Provided passage:
February was a sucky month for books! I fell into a slump and every book took weeks. But trying to keep this up.

Goal for the year: 50 books.
Books read by January 31st: 8.
Books ahead of schedule: 0.33 (50 books / 12 months x 2 = 0.33)

Book bingo: fiction: 3 of 16 books read.
Goal for the month: 2.33 total for January-February, so 0.66 ahead of schedule.

Book bingo: non-fiction: 3 of 16 books read.
Goal for the month: 2.33 total for January-February, so 0.66 ahead of schedule.

 

 

Becoming by Michelle Obama

Date: January 20th-February 10th
Stars: ★★★★☆

I loved this book. Michelle Obama feels so genuine and real, and a very intelligent, accomplished woman, coming from a working class family, with a disabled parent. Until we hit the point where she was proud (?) to push BMI measurements a standard care in children (this is utterly bullshit people, here’s my Instagram caption about it) I had heart in my eyes. It’s the one thing about her, and about this book that really disappointed me, so it’s still a 4.5 rounded down, but seriously? She’s too intelligent to ever believe that’s a good thing.

 

Holding Up the Universe by Jennifer Niven

Date: February 16th-27th
Stars: ★★★★★

My first five star book of the year! I loved this one so much. It has a lot of low ratings and outraged people on GoodReads, but I’m not one of them. It is a somewhat exaggerated story: Libby is not just fat, she was once cut out of her house because she was too fat to fit through the door; Jack doesn’t just have face blindness, he has the most severe case the doctors have ever seen. But Libby’s story about her size, and how it affects her hits me hard, and Jack’s experience of the world, which is filled with strangers and people who expect things he can’t give them (i.e., remembering who they are), is so anxiety inducing and terrifying. As someone with agoraphobia I identify so hard with these two kids, even though neither of them do, and the love story is sweet and painful and I love it. So, five stars it is.

What is expected: How would you say "I fell into a slump and every book took weeks." from the reading post in Spanish?

Supplied data:

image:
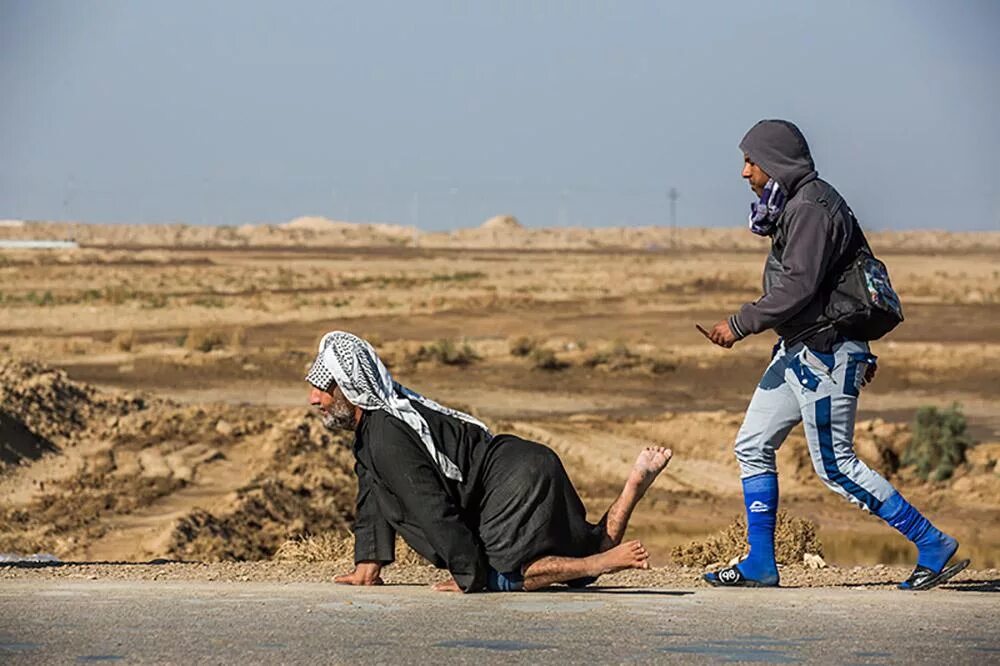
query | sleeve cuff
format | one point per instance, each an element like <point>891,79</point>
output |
<point>734,326</point>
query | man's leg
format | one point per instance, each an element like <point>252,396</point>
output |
<point>829,415</point>
<point>613,555</point>
<point>548,571</point>
<point>651,461</point>
<point>772,413</point>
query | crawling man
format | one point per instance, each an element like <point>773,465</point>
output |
<point>497,511</point>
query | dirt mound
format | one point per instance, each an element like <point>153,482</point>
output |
<point>307,487</point>
<point>45,403</point>
<point>117,459</point>
<point>793,539</point>
<point>502,223</point>
<point>337,547</point>
<point>314,223</point>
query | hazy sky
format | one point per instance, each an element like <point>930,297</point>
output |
<point>445,113</point>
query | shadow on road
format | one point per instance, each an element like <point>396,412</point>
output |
<point>974,585</point>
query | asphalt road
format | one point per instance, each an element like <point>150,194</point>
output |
<point>65,621</point>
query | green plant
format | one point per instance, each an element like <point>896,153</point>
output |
<point>546,359</point>
<point>204,341</point>
<point>939,442</point>
<point>446,352</point>
<point>522,347</point>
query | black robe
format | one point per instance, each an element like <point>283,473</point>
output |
<point>514,505</point>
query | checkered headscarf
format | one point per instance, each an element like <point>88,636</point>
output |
<point>354,366</point>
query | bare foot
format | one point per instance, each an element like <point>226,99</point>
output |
<point>651,461</point>
<point>629,555</point>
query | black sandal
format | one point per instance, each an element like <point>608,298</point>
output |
<point>733,577</point>
<point>924,578</point>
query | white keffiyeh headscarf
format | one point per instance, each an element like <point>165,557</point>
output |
<point>365,381</point>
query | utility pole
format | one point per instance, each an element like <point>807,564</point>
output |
<point>672,195</point>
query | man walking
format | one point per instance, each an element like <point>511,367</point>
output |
<point>816,371</point>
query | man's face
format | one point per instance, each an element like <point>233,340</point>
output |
<point>335,410</point>
<point>754,175</point>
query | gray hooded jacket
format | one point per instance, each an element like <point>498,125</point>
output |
<point>814,236</point>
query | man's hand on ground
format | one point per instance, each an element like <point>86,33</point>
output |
<point>365,573</point>
<point>720,334</point>
<point>446,586</point>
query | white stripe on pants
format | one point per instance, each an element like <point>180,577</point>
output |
<point>798,385</point>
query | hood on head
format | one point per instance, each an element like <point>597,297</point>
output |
<point>780,149</point>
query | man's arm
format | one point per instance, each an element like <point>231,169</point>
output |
<point>374,537</point>
<point>807,256</point>
<point>403,463</point>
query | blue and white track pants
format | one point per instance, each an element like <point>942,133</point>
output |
<point>821,391</point>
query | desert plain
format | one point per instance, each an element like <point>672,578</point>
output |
<point>153,409</point>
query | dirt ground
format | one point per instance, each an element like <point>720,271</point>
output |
<point>153,404</point>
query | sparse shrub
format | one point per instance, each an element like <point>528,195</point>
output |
<point>461,276</point>
<point>124,341</point>
<point>204,340</point>
<point>446,352</point>
<point>546,359</point>
<point>619,357</point>
<point>238,337</point>
<point>939,442</point>
<point>522,346</point>
<point>155,302</point>
<point>209,302</point>
<point>659,366</point>
<point>117,294</point>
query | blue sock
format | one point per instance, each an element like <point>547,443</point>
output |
<point>935,547</point>
<point>760,495</point>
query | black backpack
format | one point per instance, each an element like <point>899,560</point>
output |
<point>860,301</point>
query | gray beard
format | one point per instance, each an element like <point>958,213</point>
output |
<point>339,418</point>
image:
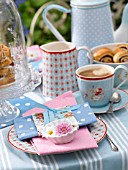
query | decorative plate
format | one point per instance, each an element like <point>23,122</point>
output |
<point>117,106</point>
<point>98,131</point>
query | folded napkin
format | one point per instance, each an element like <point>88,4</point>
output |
<point>82,140</point>
<point>25,128</point>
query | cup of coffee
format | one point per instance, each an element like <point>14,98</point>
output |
<point>96,83</point>
<point>60,61</point>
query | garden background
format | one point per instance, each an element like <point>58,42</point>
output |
<point>40,34</point>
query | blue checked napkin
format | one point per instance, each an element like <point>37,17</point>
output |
<point>25,127</point>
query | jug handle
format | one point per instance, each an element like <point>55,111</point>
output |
<point>49,24</point>
<point>89,53</point>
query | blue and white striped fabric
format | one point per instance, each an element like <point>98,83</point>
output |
<point>93,159</point>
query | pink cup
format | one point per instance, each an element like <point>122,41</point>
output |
<point>59,66</point>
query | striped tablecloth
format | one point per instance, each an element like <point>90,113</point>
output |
<point>94,159</point>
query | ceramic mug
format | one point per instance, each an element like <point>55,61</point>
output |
<point>98,90</point>
<point>60,62</point>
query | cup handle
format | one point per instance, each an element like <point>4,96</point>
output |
<point>49,24</point>
<point>126,78</point>
<point>89,53</point>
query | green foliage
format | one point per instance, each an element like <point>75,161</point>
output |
<point>42,34</point>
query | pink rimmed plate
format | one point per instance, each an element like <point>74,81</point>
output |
<point>98,131</point>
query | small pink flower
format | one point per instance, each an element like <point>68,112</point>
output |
<point>63,128</point>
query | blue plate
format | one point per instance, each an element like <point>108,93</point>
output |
<point>117,106</point>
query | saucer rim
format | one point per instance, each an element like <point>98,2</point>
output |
<point>115,108</point>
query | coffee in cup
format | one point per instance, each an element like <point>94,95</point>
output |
<point>96,83</point>
<point>95,72</point>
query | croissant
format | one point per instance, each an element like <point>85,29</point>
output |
<point>104,55</point>
<point>121,47</point>
<point>121,57</point>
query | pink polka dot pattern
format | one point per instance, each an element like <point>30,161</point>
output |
<point>59,73</point>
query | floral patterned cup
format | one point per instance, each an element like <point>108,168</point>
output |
<point>98,90</point>
<point>60,62</point>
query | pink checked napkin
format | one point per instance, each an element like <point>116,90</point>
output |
<point>82,140</point>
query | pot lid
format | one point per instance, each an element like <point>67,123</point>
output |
<point>88,2</point>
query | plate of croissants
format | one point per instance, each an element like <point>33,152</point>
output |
<point>112,54</point>
<point>116,53</point>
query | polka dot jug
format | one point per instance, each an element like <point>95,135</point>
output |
<point>91,24</point>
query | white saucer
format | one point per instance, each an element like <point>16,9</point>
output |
<point>117,106</point>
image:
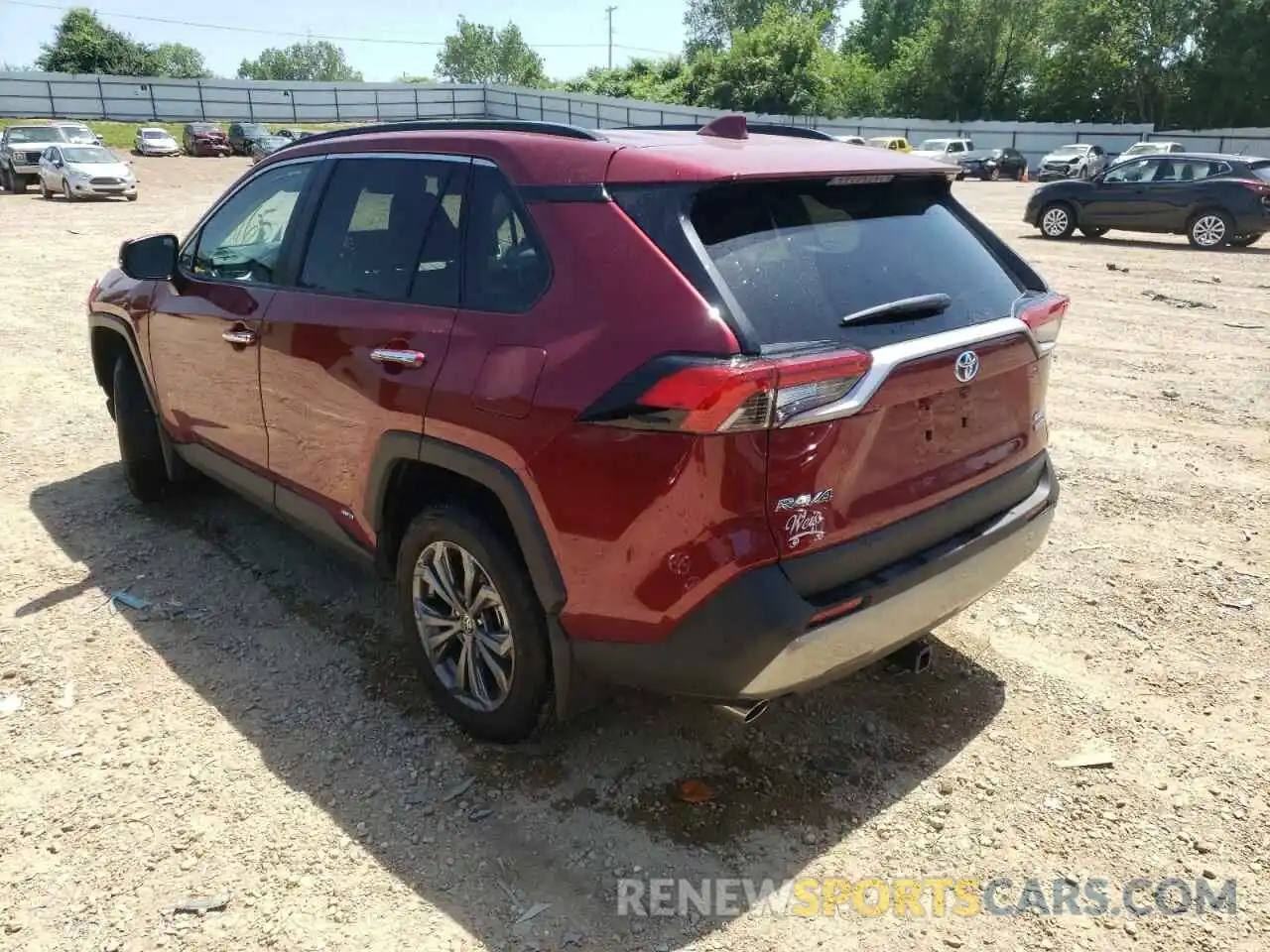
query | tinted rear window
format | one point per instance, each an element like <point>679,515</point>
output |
<point>799,257</point>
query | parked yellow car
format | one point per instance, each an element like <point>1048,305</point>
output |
<point>896,144</point>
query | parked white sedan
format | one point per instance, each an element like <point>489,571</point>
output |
<point>84,172</point>
<point>155,141</point>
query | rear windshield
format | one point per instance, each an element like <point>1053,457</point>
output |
<point>799,257</point>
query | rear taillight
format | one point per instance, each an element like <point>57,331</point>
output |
<point>1044,317</point>
<point>701,395</point>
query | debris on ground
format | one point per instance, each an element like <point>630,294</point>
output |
<point>536,909</point>
<point>1179,301</point>
<point>1087,758</point>
<point>458,789</point>
<point>695,791</point>
<point>198,906</point>
<point>127,601</point>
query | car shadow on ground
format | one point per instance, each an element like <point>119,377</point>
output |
<point>238,598</point>
<point>1115,240</point>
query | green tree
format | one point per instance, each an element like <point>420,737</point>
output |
<point>312,60</point>
<point>969,60</point>
<point>649,80</point>
<point>1228,76</point>
<point>779,66</point>
<point>82,44</point>
<point>1114,60</point>
<point>181,61</point>
<point>881,24</point>
<point>479,54</point>
<point>711,24</point>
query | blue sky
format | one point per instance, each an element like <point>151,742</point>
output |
<point>570,36</point>
<point>652,26</point>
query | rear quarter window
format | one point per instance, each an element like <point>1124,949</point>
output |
<point>799,257</point>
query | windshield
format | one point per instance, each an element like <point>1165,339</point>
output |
<point>87,154</point>
<point>36,134</point>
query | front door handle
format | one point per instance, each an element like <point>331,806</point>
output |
<point>239,338</point>
<point>402,358</point>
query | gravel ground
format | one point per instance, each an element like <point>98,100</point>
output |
<point>252,733</point>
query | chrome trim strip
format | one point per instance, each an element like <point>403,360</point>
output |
<point>887,359</point>
<point>405,358</point>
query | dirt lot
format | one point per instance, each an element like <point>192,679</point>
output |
<point>252,734</point>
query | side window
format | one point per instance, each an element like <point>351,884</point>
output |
<point>506,267</point>
<point>1134,171</point>
<point>389,229</point>
<point>243,239</point>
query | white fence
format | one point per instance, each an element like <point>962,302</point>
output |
<point>131,99</point>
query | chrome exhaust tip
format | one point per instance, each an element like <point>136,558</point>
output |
<point>913,656</point>
<point>744,711</point>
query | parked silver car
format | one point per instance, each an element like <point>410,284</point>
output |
<point>151,140</point>
<point>85,172</point>
<point>79,134</point>
<point>19,154</point>
<point>1080,160</point>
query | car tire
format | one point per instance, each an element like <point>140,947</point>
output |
<point>1057,221</point>
<point>1209,229</point>
<point>137,428</point>
<point>477,556</point>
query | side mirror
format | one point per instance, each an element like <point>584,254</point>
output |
<point>151,258</point>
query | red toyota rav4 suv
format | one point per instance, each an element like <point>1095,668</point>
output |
<point>712,413</point>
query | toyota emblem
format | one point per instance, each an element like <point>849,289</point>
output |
<point>966,366</point>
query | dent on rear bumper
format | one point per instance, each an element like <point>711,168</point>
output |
<point>839,648</point>
<point>753,640</point>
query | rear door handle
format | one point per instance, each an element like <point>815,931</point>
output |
<point>400,358</point>
<point>239,338</point>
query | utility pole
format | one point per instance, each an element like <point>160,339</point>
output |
<point>608,10</point>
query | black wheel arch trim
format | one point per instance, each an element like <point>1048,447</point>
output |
<point>499,479</point>
<point>96,320</point>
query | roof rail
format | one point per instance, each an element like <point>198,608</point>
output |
<point>543,128</point>
<point>761,128</point>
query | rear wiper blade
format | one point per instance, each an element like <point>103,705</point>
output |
<point>903,307</point>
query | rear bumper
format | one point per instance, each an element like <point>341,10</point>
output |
<point>753,640</point>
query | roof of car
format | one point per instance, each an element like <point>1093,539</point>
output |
<point>563,157</point>
<point>1207,157</point>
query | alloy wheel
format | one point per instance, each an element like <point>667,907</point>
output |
<point>1056,222</point>
<point>463,626</point>
<point>1209,230</point>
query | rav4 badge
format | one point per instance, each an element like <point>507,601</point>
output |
<point>807,499</point>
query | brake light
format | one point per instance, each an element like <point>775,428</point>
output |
<point>699,395</point>
<point>1044,317</point>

Exercise response: Caí en un bache y cada libro me llevó semanas.